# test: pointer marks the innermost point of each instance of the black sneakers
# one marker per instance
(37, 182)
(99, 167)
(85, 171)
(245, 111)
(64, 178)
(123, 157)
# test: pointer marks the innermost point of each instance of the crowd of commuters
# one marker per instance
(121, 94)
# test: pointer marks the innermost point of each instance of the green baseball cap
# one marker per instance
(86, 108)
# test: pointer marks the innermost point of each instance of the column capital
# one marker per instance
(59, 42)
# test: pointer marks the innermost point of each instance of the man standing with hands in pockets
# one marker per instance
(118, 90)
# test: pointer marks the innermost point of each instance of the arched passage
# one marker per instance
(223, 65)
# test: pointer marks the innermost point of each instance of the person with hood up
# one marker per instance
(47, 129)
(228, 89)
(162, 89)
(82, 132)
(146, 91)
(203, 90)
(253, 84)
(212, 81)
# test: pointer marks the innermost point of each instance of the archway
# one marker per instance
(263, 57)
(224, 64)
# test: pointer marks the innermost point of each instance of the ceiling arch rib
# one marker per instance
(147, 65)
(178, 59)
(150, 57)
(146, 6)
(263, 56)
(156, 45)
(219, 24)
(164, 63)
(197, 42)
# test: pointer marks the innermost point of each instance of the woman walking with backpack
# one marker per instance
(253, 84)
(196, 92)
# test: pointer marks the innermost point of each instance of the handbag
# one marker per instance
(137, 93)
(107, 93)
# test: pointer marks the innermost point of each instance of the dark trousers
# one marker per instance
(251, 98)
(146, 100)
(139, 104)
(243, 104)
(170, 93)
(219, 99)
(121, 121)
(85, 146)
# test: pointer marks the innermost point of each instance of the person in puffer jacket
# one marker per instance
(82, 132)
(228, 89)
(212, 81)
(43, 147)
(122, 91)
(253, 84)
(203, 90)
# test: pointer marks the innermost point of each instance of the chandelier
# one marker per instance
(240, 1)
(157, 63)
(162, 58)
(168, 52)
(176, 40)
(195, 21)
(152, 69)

--

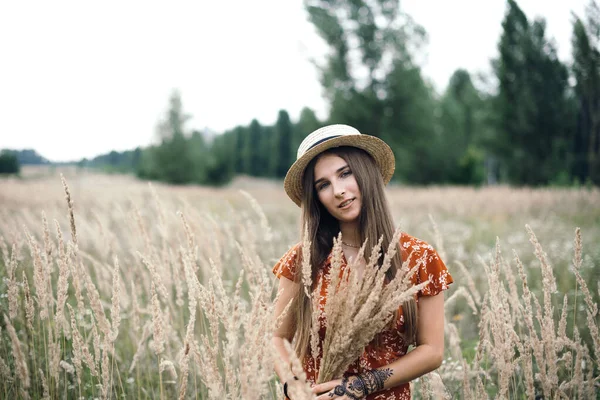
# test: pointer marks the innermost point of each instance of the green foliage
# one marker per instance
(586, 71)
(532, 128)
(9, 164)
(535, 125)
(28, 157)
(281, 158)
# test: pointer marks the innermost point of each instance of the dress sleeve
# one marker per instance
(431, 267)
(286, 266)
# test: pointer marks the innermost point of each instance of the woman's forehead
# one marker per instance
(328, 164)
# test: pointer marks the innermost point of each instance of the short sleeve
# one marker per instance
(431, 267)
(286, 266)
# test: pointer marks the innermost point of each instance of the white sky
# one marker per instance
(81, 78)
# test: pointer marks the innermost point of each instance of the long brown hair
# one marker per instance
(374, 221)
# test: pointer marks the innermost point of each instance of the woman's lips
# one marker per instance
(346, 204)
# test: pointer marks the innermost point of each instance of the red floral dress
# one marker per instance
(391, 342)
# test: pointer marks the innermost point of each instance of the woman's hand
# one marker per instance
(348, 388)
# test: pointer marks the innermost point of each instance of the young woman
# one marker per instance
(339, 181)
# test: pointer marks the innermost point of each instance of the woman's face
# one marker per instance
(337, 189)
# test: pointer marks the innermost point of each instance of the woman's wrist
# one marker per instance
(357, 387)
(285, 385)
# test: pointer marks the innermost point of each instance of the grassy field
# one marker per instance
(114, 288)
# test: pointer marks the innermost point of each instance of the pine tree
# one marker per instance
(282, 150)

---

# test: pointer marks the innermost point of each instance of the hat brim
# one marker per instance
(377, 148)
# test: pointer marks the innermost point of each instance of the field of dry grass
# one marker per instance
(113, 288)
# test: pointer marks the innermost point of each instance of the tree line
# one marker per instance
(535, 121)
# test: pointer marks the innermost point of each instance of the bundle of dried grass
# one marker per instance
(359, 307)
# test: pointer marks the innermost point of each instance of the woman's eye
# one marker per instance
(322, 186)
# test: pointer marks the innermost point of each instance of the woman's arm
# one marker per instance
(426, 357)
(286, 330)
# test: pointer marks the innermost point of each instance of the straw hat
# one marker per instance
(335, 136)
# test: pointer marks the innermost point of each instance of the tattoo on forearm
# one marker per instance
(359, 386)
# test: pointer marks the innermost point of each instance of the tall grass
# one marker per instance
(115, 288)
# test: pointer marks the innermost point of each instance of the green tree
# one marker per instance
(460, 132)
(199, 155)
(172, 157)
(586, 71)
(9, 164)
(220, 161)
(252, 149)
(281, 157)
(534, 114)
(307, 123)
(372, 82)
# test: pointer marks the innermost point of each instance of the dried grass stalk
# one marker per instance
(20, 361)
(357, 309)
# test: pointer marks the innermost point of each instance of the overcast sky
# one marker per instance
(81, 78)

WORK TO BE COMPLETED:
Please pick out every line in the listing that contains the word "person" and copy each one. Case counts, so a capitalized form does not match.

TASK ANSWER:
# test: pointer marks the innermost point of each instance of the person with hood up
# test: pointer marks the innermost point of each instance of the person in puffer jacket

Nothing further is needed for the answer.